■ **YOUR ASSIGNMENT**
Look through the records below, and copy out every line that holds the string "wide".

### SOURCE DATA ###

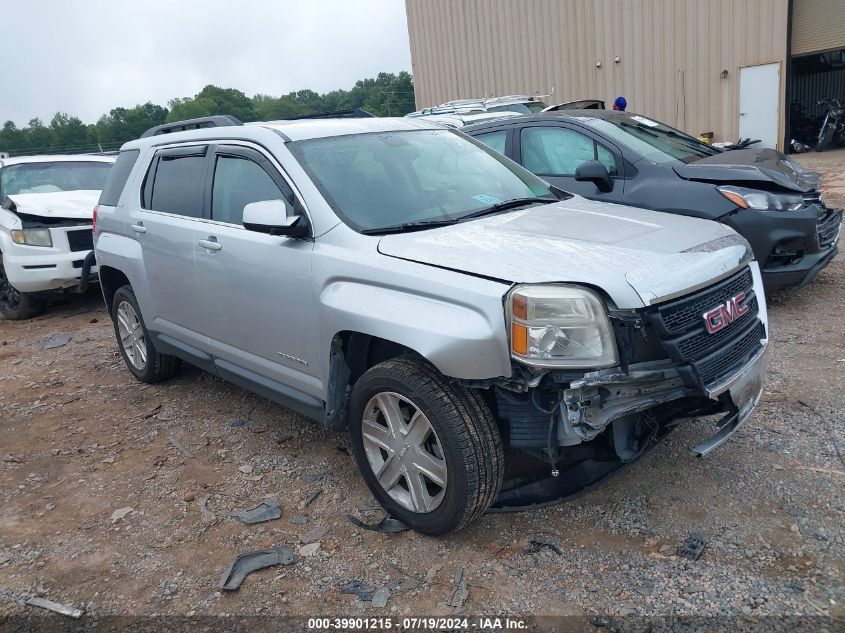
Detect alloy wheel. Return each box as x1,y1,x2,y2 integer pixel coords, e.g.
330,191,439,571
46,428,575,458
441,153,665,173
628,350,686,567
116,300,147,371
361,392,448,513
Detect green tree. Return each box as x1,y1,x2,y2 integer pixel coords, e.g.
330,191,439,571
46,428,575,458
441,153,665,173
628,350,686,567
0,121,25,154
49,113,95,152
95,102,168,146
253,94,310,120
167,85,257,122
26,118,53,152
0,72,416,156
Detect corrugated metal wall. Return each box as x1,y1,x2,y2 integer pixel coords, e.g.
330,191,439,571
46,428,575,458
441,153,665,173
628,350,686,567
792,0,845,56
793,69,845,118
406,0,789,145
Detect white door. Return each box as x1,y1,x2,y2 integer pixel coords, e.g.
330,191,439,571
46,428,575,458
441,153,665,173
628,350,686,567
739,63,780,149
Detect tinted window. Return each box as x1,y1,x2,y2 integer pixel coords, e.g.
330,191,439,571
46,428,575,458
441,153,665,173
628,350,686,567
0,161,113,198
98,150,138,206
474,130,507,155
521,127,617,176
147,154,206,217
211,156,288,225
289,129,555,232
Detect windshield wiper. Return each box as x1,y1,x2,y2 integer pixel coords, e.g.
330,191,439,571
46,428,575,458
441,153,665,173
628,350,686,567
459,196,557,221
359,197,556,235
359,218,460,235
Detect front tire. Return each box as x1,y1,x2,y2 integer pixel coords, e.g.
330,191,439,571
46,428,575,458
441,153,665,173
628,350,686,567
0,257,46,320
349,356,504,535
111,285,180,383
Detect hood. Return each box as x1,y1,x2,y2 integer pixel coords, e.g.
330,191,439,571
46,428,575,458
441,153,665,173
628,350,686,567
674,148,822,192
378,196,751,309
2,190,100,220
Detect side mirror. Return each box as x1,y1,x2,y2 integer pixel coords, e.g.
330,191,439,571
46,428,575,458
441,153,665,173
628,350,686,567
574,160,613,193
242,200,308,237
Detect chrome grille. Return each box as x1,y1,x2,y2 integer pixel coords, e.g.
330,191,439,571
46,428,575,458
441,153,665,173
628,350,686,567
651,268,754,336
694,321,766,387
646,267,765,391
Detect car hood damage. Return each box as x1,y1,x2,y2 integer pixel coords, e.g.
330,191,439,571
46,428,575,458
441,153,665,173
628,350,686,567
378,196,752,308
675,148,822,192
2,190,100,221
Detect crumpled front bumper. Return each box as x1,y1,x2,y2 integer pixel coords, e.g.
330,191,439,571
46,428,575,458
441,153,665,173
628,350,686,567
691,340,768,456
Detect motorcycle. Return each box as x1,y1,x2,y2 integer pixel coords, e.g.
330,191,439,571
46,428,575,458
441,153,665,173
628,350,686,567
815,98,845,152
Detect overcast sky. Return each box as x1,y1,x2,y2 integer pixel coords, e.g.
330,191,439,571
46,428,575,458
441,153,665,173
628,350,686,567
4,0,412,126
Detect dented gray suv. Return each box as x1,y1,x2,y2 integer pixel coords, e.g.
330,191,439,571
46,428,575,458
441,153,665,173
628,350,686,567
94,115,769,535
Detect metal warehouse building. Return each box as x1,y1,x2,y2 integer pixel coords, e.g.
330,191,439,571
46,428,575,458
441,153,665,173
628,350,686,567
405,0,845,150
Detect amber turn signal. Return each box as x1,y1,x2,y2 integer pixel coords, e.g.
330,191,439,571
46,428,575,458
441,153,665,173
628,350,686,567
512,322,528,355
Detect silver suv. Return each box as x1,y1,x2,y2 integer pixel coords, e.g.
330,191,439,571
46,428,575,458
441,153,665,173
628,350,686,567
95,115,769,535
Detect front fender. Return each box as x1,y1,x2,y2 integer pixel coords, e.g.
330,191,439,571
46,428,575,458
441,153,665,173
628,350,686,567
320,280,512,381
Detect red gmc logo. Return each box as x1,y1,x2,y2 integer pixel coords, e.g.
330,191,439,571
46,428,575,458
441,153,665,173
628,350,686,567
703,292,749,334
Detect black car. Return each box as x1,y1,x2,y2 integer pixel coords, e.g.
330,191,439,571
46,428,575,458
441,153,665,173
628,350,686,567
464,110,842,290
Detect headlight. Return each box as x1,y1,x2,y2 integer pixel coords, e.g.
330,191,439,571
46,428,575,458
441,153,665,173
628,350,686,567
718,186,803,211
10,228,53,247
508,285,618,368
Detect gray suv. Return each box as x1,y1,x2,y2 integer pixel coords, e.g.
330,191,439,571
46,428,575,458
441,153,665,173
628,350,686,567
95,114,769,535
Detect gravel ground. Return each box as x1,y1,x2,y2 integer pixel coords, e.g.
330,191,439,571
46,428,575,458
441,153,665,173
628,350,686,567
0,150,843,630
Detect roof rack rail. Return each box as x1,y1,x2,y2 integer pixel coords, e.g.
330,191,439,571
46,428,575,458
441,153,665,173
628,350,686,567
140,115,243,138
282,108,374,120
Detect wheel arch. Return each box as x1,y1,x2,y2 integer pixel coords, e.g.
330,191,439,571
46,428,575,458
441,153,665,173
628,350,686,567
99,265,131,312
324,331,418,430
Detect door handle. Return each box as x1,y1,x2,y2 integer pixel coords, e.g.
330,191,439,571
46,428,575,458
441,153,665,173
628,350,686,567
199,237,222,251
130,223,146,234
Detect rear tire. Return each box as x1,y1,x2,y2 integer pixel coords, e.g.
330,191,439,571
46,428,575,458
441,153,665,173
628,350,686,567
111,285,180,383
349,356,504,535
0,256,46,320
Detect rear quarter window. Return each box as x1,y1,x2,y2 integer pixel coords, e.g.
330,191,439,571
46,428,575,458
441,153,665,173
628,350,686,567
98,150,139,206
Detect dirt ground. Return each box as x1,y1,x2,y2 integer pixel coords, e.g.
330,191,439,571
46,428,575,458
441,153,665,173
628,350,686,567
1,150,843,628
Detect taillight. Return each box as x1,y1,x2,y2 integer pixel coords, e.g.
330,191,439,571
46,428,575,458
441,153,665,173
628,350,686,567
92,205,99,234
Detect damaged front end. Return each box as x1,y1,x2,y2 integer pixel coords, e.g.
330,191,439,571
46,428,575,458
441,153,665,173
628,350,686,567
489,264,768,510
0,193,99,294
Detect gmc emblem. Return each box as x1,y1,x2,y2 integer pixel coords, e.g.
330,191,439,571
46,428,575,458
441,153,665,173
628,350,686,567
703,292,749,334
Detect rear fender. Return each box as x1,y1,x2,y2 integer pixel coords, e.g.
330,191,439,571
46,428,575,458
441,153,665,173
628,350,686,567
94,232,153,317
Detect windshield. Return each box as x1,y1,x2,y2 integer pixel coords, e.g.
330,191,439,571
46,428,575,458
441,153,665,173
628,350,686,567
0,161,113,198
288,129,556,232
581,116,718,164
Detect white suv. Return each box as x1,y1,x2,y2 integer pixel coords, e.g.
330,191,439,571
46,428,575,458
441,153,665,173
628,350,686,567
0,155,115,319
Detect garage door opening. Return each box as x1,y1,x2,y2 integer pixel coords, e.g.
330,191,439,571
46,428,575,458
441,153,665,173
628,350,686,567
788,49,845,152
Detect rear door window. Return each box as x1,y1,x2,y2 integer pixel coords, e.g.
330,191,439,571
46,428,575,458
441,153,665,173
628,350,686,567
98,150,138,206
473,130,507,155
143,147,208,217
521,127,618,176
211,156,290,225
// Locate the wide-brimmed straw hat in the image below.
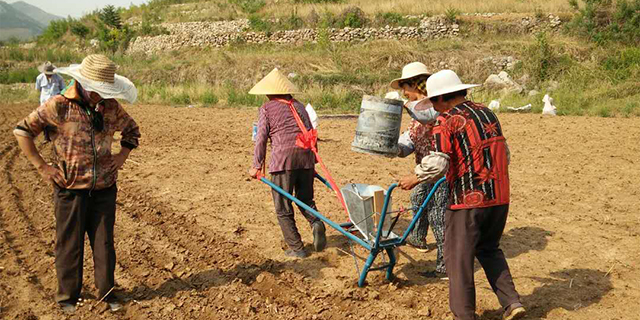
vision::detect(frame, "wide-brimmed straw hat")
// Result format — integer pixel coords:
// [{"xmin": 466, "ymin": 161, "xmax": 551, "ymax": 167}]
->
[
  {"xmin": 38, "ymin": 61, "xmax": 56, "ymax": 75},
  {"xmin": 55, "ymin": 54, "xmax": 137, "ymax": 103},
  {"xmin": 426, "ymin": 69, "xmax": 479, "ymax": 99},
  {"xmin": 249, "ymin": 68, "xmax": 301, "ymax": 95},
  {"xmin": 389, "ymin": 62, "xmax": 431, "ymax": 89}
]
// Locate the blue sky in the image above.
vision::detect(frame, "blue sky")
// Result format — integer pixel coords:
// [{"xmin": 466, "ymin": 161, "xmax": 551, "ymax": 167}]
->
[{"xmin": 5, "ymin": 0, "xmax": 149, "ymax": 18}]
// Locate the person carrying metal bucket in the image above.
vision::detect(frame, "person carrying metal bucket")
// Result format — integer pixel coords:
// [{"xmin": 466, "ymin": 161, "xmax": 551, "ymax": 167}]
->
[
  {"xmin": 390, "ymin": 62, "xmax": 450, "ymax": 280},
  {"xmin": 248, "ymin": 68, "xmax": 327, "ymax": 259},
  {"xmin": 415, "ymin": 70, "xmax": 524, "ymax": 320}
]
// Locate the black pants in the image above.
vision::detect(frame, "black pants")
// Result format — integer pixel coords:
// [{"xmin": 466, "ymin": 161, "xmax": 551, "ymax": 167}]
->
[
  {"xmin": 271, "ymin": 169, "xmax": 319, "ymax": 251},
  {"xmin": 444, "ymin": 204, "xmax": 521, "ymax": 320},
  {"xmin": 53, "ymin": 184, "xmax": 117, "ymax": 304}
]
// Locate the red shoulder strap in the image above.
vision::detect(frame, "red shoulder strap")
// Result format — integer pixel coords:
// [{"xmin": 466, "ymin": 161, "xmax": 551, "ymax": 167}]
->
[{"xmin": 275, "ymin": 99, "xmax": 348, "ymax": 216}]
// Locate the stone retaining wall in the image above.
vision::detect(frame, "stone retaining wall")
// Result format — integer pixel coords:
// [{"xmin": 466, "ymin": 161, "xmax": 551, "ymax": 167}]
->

###
### SOURCE DATA ###

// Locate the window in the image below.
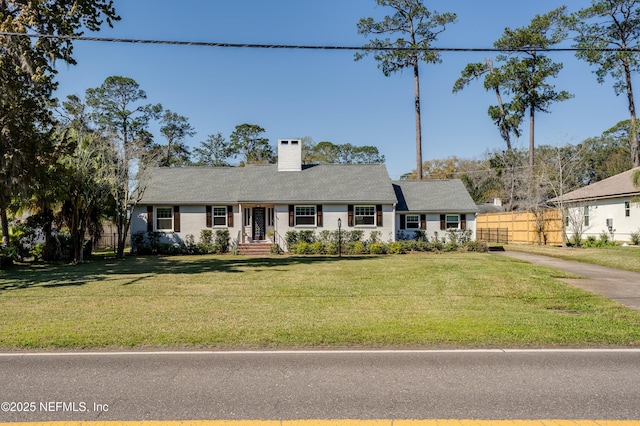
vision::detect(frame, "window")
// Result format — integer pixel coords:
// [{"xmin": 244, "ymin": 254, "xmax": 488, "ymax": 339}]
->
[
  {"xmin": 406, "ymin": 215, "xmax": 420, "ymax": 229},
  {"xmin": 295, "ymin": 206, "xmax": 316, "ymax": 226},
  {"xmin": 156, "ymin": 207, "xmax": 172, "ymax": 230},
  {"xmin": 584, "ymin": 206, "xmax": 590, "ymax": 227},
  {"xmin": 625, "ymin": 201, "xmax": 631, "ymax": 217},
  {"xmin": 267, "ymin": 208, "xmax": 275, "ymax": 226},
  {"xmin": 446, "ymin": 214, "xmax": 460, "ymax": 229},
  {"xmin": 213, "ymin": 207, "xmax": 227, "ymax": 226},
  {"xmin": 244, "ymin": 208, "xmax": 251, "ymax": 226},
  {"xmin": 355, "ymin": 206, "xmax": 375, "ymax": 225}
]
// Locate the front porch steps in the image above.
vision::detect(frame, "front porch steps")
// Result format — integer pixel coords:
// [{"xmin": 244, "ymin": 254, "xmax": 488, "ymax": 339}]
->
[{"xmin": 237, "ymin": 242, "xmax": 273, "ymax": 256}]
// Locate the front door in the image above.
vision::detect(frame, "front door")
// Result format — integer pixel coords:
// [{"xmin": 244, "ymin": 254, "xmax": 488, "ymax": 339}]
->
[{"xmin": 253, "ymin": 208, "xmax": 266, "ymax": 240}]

###

■ **ANSWER SECTION**
// Locate the wide-brimmed straw hat in the image below.
vision::detect(frame, "wide-brimmed straw hat")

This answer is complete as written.